Stored data entries:
· · · · · · ·
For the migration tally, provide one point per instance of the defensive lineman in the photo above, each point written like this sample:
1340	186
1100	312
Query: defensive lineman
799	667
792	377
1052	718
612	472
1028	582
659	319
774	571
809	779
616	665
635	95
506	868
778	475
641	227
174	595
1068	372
· · · · · · ·
Transcribe the records exactly as they appear.

For the migration tally, provide one point per instance of the defensive lineman in the photo above, each point written like this sample:
1340	186
1100	312
Query: defensive lineman
799	667
792	377
1052	718
612	472
1028	582
659	319
774	571
809	779
616	665
635	95
506	868
778	475
641	227
174	595
1068	372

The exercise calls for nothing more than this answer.